> [TEXT EXCERPT]
Case Study 2 — The Payment Table With Forty Nullable Columns

Choosing an inheritance mapping is a real design decision, not a default. A team mapped several payment subtypes into one giant table and spent two years fighting nullable columns and invalid data. The fix was picking the mapping that matched their needs.

Background

A platform accepted payments by several methods, each with its own data: card (last 4 digits, expiry, network), bank transfer (routing, account, bank name), gift card (card code, balance applied), and crypto (wallet address, chain, tx hash). The team mapped all of them into a single payments table — single-table inheritance — with a method column and every subtype's fields as columns:

CREATE TABLE payments (
    payment_id integer PRIMARY KEY,
    order_id   integer NOT NULL REFERENCES orders(order_id),
    method     text NOT NULL,
    amount     numeric(10,2) NOT NULL,
    -- card fields:
    card_last4 text, card_expiry text, card_network text,
    -- bank fields:
    bank_routing text, bank_account text, bank_name text,
    -- gift card fields:
    gift_code text, gift_balance_applied numeric,
    -- crypto fields:
    wallet_address text, chain text, tx_hash text
    -- ...and it kept growing
);

It shipped fast. Then it festered.

What went wrong

Mostly-null rows. A card payment had values in three columns and NULL in the other ~ten. Every row was 75% empty. As new methods were added, the table grew ever wider and emptier.

No integrity per subtype. The database couldn't enforce "a card payment must have card_last4" or "a bank transfer must have bank_routing," because those columns had to be nullable (other methods don't use them). So bugs wrote card payments with null card data and bank transfers with crypto fields populated, and nothing stopped it. Data-quality issues piled up.

Invalid combinations. Nothing prevented a row with method = 'card' that also had wallet_address and bank_routing set — a nonsensical Frankenstein payment. The "shape" of each method lived only in developers' heads.

Wide, confusing queries. Every query and every form had to know which columns mattered for which method. New developers were baffled by the forty-column table.

The team tried to patch it with a sprawl of CHECK constraints keyed off method (CHECK (method <> 'card' OR card_last4 IS NOT NULL), ×many), which helped but was unwieldy and easy to forget for new methods.

The fix: table-per-subclass

Because the subtypes had substantial distinct attributes and integrity mattered, the right mapping was table-per-subclass: a base payments table for the common fields, and one table per method for its specific fields, linked 1:1.

CREATE TABLE payments (
    payment_id integer GENERATED ALWAYS AS IDENTITY PRIMARY KEY,
    order_id   integer NOT NULL REFERENCES orders(order_id),
    method     text NOT NULL CHECK (method IN ('card','bank','gift','crypto')),
    amount     numeric(10,2) NOT NULL CHECK (amount >= 0),
    paid_at    timestamptz NOT NULL DEFAULT now()

> [MATERIAL SHOWN]
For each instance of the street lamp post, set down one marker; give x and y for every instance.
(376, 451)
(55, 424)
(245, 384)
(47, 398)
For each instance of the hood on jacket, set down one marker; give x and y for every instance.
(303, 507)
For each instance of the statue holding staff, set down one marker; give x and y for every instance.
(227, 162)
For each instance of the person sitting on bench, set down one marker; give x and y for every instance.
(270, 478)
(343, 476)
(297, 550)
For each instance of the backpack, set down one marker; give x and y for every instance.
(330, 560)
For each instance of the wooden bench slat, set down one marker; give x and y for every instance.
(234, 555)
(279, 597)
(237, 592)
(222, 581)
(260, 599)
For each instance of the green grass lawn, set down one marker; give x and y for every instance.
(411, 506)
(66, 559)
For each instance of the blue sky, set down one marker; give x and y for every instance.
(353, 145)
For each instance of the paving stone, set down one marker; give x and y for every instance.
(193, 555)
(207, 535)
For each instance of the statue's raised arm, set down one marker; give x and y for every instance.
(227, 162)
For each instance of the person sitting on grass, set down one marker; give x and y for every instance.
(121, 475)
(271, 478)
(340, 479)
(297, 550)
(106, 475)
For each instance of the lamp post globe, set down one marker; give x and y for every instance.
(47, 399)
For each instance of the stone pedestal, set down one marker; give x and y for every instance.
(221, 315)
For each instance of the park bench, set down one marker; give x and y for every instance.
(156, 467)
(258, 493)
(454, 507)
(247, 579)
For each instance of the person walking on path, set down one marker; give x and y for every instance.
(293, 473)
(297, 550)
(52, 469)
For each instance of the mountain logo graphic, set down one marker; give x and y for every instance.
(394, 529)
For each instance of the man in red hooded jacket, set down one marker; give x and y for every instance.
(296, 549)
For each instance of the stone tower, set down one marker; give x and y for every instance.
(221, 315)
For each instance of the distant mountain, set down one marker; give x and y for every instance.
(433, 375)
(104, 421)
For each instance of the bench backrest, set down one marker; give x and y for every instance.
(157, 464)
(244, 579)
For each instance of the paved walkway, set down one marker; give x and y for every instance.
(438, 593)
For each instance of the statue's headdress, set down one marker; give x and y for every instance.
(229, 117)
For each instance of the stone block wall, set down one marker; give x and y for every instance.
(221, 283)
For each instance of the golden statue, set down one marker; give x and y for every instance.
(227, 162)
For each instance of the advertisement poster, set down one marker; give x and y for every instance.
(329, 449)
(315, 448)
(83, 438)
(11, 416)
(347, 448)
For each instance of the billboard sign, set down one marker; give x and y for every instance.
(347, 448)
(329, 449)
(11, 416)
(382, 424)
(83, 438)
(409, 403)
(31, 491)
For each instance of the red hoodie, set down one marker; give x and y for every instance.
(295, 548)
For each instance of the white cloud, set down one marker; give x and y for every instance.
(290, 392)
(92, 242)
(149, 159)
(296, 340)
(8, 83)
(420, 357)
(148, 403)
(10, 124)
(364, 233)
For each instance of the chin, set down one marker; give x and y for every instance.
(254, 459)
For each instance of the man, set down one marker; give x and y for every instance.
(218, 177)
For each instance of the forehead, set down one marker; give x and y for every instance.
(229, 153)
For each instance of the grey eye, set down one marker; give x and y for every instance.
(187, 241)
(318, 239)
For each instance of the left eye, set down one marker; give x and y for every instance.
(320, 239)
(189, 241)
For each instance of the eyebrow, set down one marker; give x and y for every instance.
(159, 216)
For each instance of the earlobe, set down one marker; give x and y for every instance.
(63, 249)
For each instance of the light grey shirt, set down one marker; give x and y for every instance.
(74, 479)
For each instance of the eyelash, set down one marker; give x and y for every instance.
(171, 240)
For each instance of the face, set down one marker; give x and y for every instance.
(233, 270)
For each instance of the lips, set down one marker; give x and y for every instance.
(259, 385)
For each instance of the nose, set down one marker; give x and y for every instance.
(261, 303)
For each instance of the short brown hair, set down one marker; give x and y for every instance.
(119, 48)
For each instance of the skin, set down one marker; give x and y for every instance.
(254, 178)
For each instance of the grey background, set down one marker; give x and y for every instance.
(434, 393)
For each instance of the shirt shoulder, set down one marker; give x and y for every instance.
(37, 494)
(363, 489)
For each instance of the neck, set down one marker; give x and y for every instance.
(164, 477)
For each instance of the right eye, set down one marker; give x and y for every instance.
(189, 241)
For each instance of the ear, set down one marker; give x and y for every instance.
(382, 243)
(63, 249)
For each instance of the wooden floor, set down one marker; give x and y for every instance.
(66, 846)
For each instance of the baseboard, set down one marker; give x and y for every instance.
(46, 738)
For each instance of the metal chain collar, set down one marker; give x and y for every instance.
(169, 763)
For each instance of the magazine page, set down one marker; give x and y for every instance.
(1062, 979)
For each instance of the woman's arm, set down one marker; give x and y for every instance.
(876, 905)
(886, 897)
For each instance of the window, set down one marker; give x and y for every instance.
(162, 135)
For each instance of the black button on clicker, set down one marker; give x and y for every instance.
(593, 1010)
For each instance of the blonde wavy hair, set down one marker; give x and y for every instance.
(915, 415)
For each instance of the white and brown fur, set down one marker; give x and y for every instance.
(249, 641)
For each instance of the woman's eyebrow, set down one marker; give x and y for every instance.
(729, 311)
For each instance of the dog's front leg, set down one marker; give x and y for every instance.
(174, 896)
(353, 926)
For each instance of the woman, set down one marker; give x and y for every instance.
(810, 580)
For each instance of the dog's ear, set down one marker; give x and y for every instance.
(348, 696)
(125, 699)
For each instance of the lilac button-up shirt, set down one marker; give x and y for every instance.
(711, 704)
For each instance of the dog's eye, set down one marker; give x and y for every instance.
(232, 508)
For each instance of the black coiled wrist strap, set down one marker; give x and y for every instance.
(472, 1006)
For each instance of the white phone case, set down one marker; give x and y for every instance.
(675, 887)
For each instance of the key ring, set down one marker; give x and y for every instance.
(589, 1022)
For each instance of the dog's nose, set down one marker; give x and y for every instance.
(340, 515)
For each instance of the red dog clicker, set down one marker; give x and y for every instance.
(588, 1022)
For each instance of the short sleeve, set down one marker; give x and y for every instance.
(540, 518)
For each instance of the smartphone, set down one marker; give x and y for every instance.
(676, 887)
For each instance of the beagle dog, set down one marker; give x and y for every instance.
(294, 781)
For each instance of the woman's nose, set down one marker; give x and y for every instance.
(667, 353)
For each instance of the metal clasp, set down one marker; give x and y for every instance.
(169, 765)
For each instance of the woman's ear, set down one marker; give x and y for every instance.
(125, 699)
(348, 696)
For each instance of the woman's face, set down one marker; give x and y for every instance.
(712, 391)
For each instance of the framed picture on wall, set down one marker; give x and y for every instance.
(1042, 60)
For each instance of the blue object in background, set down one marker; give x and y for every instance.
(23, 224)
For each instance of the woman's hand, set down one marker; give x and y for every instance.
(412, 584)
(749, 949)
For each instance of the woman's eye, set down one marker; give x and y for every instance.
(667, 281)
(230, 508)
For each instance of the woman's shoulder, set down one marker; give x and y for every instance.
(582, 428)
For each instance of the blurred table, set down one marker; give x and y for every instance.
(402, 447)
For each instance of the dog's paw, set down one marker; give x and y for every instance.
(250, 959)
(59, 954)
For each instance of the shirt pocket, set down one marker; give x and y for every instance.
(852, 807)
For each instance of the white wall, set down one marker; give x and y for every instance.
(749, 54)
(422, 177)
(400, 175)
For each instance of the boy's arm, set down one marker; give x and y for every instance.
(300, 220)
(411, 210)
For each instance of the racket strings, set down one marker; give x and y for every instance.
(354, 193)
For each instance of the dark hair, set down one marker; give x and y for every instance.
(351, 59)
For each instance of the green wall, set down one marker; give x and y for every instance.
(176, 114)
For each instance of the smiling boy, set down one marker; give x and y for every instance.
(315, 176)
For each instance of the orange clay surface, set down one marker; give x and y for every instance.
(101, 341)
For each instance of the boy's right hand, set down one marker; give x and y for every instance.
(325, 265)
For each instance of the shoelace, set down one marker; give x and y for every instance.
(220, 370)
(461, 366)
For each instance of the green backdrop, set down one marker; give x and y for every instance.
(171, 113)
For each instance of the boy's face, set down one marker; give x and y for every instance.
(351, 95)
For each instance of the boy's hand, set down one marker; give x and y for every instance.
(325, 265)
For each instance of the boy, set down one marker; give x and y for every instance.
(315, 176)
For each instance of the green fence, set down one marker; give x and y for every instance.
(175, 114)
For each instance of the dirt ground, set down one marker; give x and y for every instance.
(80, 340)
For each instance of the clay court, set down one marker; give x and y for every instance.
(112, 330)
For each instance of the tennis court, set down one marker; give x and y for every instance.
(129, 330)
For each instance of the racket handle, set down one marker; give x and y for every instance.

> [WHAT TO DO]
1 - Do the following statements agree with the payment table case study? Answer yes or no for each, quoting the deciding words. (a) The team spent two years dealing with nullable columns and invalid data. (b) The CHECK constraints the team added fully solved the problem. (c) In the fix, each method's table is linked to the base payments table one-to-one.
2 - Reproduce the part of the payment table case study that opens with the words containing "Invalid combinations. Nothing" and closes with "for new methods.".

> [ANSWERS]
1 -
(a) Yes: "spent two years fighting nullable columns and invalid data"
(b) No: "which helped but was unwieldy and easy to forget for new methods"
(c) Yes: "one table per method for its specific fields, linked 1:1"

2 -
Invalid combinations. Nothing prevented a row with method = 'card' that also had wallet_address and bank_routing set — a nonsensical Frankenstein payment. The "shape" of each method lived only in developers' heads.

Wide, confusing queries. Every query and every form had to know which columns mattered for which method. New developers were baffled by the forty-column table.

The team tried to patch it with a sprawl of CHECK constraints keyed off method (CHECK (method <> 'card' OR card_last4 IS NOT NULL), ×many), which helped but was unwieldy and easy to forget for new methods.